> **STATED EXERCISE**: Render the listing below as a two-column CSV with the columns "text" and "answer", giving one row per item and placing each value in a single quoted field with line breaks replaced by spaces. Omit the pictures.

> **Excerpts of pointing data**:

— START —

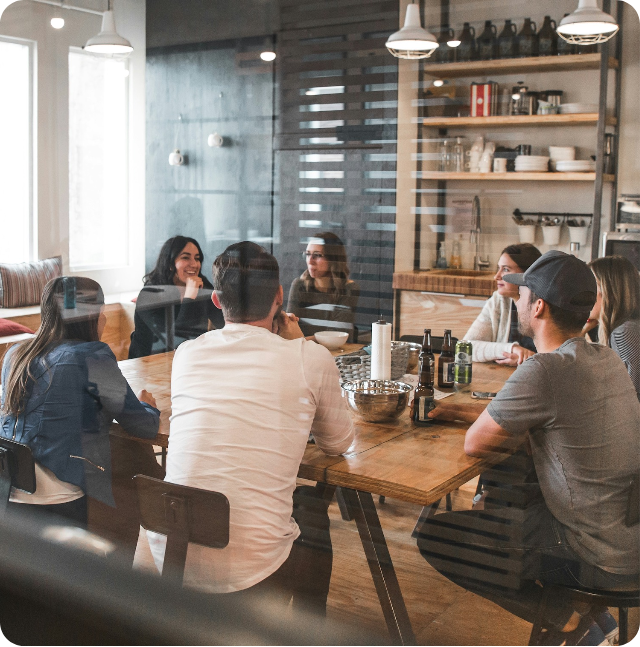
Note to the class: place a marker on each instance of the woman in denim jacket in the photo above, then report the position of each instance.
(60, 392)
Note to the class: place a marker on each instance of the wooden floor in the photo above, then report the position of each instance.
(441, 612)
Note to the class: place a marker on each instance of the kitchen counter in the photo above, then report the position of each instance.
(464, 282)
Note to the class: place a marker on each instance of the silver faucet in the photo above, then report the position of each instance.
(478, 262)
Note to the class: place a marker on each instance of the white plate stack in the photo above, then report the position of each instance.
(576, 166)
(532, 164)
(561, 154)
(576, 108)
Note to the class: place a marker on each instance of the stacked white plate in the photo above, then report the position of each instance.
(575, 166)
(532, 164)
(575, 108)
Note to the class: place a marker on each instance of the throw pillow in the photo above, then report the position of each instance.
(21, 284)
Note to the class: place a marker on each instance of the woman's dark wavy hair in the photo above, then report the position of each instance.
(165, 269)
(335, 252)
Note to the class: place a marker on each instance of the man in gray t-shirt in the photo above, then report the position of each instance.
(575, 406)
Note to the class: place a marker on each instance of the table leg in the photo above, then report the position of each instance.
(362, 509)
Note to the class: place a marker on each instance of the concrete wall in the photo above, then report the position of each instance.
(30, 20)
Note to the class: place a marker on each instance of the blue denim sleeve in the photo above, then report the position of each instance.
(116, 397)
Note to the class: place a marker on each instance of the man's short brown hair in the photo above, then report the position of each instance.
(246, 279)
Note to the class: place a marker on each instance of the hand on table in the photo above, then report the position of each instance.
(517, 355)
(194, 283)
(145, 396)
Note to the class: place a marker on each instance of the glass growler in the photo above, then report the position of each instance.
(423, 401)
(548, 38)
(527, 39)
(446, 363)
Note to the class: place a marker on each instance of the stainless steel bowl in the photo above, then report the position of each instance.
(414, 351)
(377, 400)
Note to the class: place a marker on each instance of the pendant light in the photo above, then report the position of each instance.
(412, 41)
(587, 25)
(108, 41)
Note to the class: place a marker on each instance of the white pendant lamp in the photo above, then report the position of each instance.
(587, 25)
(412, 41)
(108, 41)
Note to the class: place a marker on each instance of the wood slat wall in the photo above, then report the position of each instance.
(339, 46)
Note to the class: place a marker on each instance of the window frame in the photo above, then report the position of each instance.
(126, 161)
(32, 216)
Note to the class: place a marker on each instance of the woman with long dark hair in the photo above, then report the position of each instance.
(324, 298)
(617, 311)
(175, 303)
(60, 392)
(494, 335)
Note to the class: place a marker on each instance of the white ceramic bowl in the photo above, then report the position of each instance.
(331, 339)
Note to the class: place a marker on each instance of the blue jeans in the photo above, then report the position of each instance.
(507, 555)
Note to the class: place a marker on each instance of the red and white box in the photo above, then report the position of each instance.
(484, 99)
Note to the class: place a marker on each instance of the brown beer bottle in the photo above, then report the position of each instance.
(423, 398)
(446, 362)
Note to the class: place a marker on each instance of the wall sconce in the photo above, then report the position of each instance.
(215, 141)
(176, 159)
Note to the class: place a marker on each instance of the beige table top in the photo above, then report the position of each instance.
(395, 459)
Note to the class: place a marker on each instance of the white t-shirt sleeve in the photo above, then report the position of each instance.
(332, 426)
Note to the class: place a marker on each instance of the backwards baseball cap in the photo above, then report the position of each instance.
(561, 280)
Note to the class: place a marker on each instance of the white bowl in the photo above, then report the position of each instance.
(331, 339)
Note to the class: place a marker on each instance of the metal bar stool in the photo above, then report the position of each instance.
(185, 515)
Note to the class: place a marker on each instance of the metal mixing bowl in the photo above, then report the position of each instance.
(377, 400)
(414, 351)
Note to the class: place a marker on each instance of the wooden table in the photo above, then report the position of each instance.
(395, 459)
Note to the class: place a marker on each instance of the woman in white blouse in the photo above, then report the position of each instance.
(494, 335)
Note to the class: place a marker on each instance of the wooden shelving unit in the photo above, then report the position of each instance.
(581, 119)
(566, 63)
(515, 176)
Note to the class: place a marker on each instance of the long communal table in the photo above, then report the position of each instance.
(394, 459)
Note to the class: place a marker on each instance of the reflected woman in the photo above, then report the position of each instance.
(61, 391)
(324, 298)
(494, 335)
(617, 311)
(175, 303)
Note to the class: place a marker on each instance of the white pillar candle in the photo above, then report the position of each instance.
(381, 350)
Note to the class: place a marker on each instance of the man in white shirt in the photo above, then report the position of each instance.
(243, 403)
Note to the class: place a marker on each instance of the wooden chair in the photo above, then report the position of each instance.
(185, 515)
(17, 469)
(624, 599)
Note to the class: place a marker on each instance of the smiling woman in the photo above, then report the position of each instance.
(175, 304)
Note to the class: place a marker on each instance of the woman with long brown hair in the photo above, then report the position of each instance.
(617, 311)
(324, 297)
(61, 391)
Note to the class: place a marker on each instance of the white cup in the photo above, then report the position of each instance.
(551, 235)
(500, 165)
(527, 233)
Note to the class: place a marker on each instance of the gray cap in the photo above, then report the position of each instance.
(561, 280)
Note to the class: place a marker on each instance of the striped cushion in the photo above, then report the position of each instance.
(21, 284)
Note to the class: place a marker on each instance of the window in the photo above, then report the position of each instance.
(16, 161)
(98, 162)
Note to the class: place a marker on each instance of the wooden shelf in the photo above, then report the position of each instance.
(520, 177)
(566, 63)
(584, 118)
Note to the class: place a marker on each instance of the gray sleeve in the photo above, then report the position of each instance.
(526, 401)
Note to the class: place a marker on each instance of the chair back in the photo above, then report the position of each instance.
(185, 515)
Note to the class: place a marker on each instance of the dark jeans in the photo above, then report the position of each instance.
(507, 555)
(306, 574)
(73, 513)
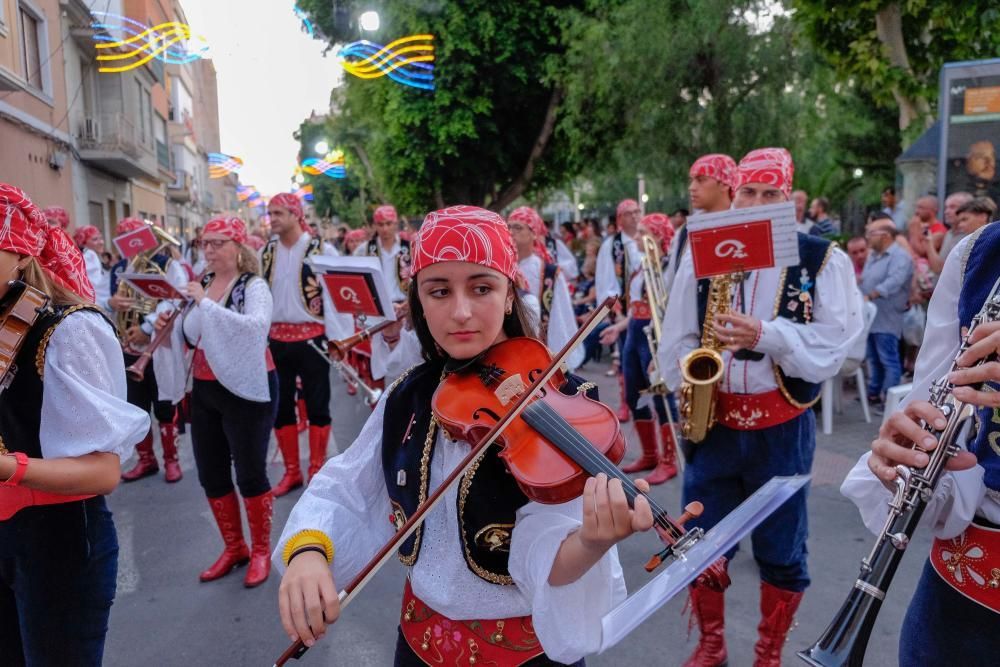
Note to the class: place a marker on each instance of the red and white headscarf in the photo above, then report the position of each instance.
(294, 205)
(57, 215)
(719, 166)
(659, 225)
(626, 206)
(129, 225)
(25, 231)
(385, 213)
(465, 234)
(529, 216)
(83, 235)
(770, 166)
(230, 227)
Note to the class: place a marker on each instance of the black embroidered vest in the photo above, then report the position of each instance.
(309, 286)
(403, 261)
(795, 302)
(21, 403)
(488, 496)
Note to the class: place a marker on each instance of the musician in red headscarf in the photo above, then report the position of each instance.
(785, 332)
(301, 313)
(543, 575)
(65, 425)
(234, 396)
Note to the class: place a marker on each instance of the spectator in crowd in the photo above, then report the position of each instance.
(893, 209)
(819, 211)
(801, 199)
(885, 282)
(938, 251)
(857, 249)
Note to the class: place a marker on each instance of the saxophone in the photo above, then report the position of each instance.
(702, 368)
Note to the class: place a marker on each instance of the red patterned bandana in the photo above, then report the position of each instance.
(626, 206)
(465, 234)
(83, 235)
(719, 166)
(231, 227)
(24, 230)
(385, 213)
(129, 225)
(529, 216)
(57, 215)
(294, 205)
(770, 166)
(659, 226)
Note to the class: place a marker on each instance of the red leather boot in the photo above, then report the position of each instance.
(708, 606)
(259, 512)
(623, 412)
(171, 466)
(227, 515)
(288, 443)
(146, 465)
(666, 468)
(777, 611)
(646, 431)
(319, 437)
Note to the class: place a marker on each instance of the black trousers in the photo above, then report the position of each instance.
(298, 360)
(228, 431)
(143, 394)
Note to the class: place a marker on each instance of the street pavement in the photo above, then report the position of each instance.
(164, 616)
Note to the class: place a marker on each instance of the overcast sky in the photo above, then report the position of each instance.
(271, 76)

— END —

> **WRITTEN SOLUTION**:
text,answer
"Note to the class: place a marker on each instance of the woman in denim jacket in the photo above, then report the position of each instance.","(60, 392)"
"Note to the class: place a marker on each instance of the wooden floor in the photo above, then report the position of each instance.","(441, 612)"
"Note to the class: place a marker on each instance of the kitchen counter in the photo above, then report the position of each instance.","(464, 282)"
"Note to the class: place a marker on each instance of the silver faucet in the photo above, then report the position of each instance.","(478, 262)"
"Note to the class: place a marker on each instance of the white plate stack in the photo above, then report the position of each instance.","(576, 166) (532, 164) (561, 154) (576, 108)"
"Note to the class: place a marker on each instance of the stacked white plate in the photo above, then report the position of each instance.","(575, 166) (532, 164) (575, 108)"
"Note to the class: place a marker on each instance of the throw pillow in the photo above, then report the position of each instance.","(21, 284)"
"Note to the class: place a marker on each instance of the woman's dark wavy hair in the photo above, then report the position of each instance.","(165, 269) (335, 252)"
"Note to the class: place a marker on each instance of the man in gray t-shirt in the photo above, then report the position of each instance.","(575, 406)"
"Note to the class: place a marker on each instance of the table leg in the photo above, then report the position of each instance.","(362, 509)"
"Note to the class: place a marker on each instance of the concrete wall in the photo above, then report the position of each instance.","(30, 20)"
"Note to the class: place a marker on each instance of the blue denim sleeve in the photo above, then report the position of each instance.","(116, 397)"
"Note to the class: place a marker on each instance of the man's short brown hair in the photo above, then report the position of each instance.","(246, 279)"
"Note to the class: place a marker on each instance of the hand on table in the photo above, then report the position of each instance.","(517, 355) (194, 283) (145, 396)"
"Note to the class: place a marker on each instance of the glass growler in the photo above, then report the position of each instance.","(423, 401) (548, 38) (527, 39) (446, 363)"
"Note to the class: place a marker on each instance of the stainless steel bowl in the photo above, then report the position of each instance.","(414, 351) (377, 400)"
"Note to the class: place a marker on each instance of the pendant light in the photo above, then report the position of each instance.","(412, 41) (587, 25) (108, 41)"
"Note to the class: place a marker on each instance of the white pendant lamp in the photo above, then report the position of each instance.","(587, 25) (412, 41) (108, 41)"
"Note to the class: place a marker on each instance of the wood slat wall in the photo above, then report the position of each instance.","(339, 46)"
"Note to the class: place a marker on each instance of the window frame in the photo above, then report the position of each instance.","(126, 161) (32, 216)"
"Note to the class: place a marker on each instance of the woman with long dark hair in the photo above, then report the position of each instance.","(324, 298) (617, 311) (175, 303) (60, 392) (494, 335)"
"Note to the class: place a marker on each instance of the white ceramic bowl in the photo above, then report the position of each instance.","(331, 339)"
"Note to the class: place a marker on each instance of the blue jeans in the photo above, then report the position of each instance.","(507, 555)"
"Note to the class: place a marker on each instance of the red and white box in the photo above, then report the position of each instance.","(484, 99)"
"Note to the class: place a marker on each instance of the brown beer bottle in the photo above, then report the position of each instance.","(423, 398) (446, 362)"
"Note to the class: place a marker on each instance of the wall sconce in the photo above, then report the position of each instance.","(215, 141) (176, 159)"
"Note to the class: place a marker on each instance of the beige table top in the photo above, then report the position of each instance.","(395, 459)"
"Note to the class: place a marker on each instance of the white t-shirt sleeve in the photo above, then report the position of each instance.","(332, 426)"
"Note to the class: place a marker on each instance of the backwards baseball cap in the photo above, then report the position of each instance.","(561, 280)"
"Note to the class: place a marker on each instance of the white bowl in the photo above, then report the position of each instance.","(331, 339)"
"Note to the class: place a marker on each instance of the metal bar stool in the photo above, then report the position of each instance.","(185, 515)"
"Note to the class: place a marker on each instance of the metal mixing bowl in the photo above, then report the position of each instance.","(377, 400) (414, 351)"
"Note to the class: place a marker on each instance of the wooden table in the photo above, then report the position of each instance.","(395, 459)"
"Note to the class: place a marker on each instance of the woman in white blouse in the photo above, then report the position of each instance.","(494, 335)"
"Note to the class: place a marker on each instance of the wooden shelving unit in the photo above, then report the position of each instance.","(581, 119) (566, 63) (515, 176)"
"Note to the class: place a marker on each instance of the long communal table in the photo above, then report the position of each instance.","(394, 459)"
"Note to the class: place a marker on each instance of the reflected woman in the photo above, then report the position of each instance.","(61, 391) (324, 298) (494, 335) (617, 311) (175, 303)"
"Note to the class: place a marker on each instance of the white pillar candle in the photo above, then report the position of each instance.","(381, 350)"
"Note to the class: place a marker on each instance of the man in white shirt in the photo above, then report the position of each instance.","(243, 403)"
"Note to the class: place a marker on each instance of the wooden chair in the photo above, then report the position of each instance.","(185, 515) (17, 469) (624, 599)"
"Note to the class: place a marker on each instance of the smiling woman in the photo above, then report the position of each instance.","(175, 304)"
"Note to the class: place a marker on each instance of the woman with long brown hair in the photo above, then report the position of each instance.","(617, 311) (324, 297) (61, 391)"
"Note to the class: place a marker on each instance of the white cup in the photo above, then report the position of each instance.","(551, 235) (500, 165) (527, 233)"
"Note to the class: place a marker on each instance of the gray cap in the photo above, then report the position of each instance.","(561, 280)"
"Note to the class: place a marker on each instance of the striped cushion in the photo above, then report the position of each instance.","(21, 284)"
"Note to the class: place a marker on each instance of the window in the photo above, then report the position of each instance.","(16, 161) (98, 162)"
"Note to the class: place a marker on each instance of the wooden shelf in the photo above, then report the position of each instance.","(520, 177) (566, 63) (584, 118)"
"Note to the class: place a marker on each instance of the gray sleeve in the photo above, then report the position of each instance.","(526, 401)"
"Note to the class: place a marker on each instance of the chair back in the photo above, then report the position of each instance.","(185, 515)"
"Note to the class: place a marker on each instance of the dark jeans in the photo above, then report the position of each instance.","(507, 555) (306, 574) (73, 513)"
"Note to the class: place a marker on each instance of the red and white headscarf in the photo above, then report the position of each instance.","(294, 205) (57, 215) (719, 166) (659, 225) (626, 206) (129, 225) (25, 231) (385, 213) (465, 234) (529, 216) (83, 235) (770, 166) (230, 227)"
"Note to the class: place a marker on each instance of the black embroidered vest in the photo above, then report the position of each instance.","(309, 286) (403, 261) (795, 302) (21, 403) (488, 496)"
"Note to the class: place a marker on each instance of the musician in red headscarf in the photo above, then report the position of each instance.","(785, 332) (301, 313) (543, 575) (65, 425) (234, 396)"
"Note to the class: place a marker on each instance of the spectator in crowd in the photo above, then report the position of each instance.","(893, 209) (819, 211) (801, 199) (885, 282) (938, 251) (857, 249)"
"Note to the class: place a marker on each instance of the saxophone in the photo above, then report the position of each instance.","(702, 368)"
"Note to the class: place a marker on each instance of the red patterned bandana in the photo above, then report the position of each instance.","(626, 206) (465, 234) (83, 235) (719, 166) (231, 227) (24, 230) (385, 213) (129, 225) (529, 216) (57, 215) (294, 205) (770, 166) (659, 226)"
"Note to the class: place a marker on each instance of the red leather boot in the photo above, then report the position of each instance.","(708, 606) (259, 512) (623, 412) (171, 466) (227, 515) (288, 443) (146, 465) (666, 468) (777, 611) (646, 431) (319, 437)"
"Note to the class: place a marker on each instance of the black trousers in the photo above, then report the position of each instance.","(298, 360) (228, 431) (143, 394)"
"Note to the class: place a marker on each instance of the street pavement in the photo above, then report the position of each instance.","(164, 616)"
"Note to the class: place a marker on each instance of the overcast sky in the photo above, then report the position of each instance.","(271, 76)"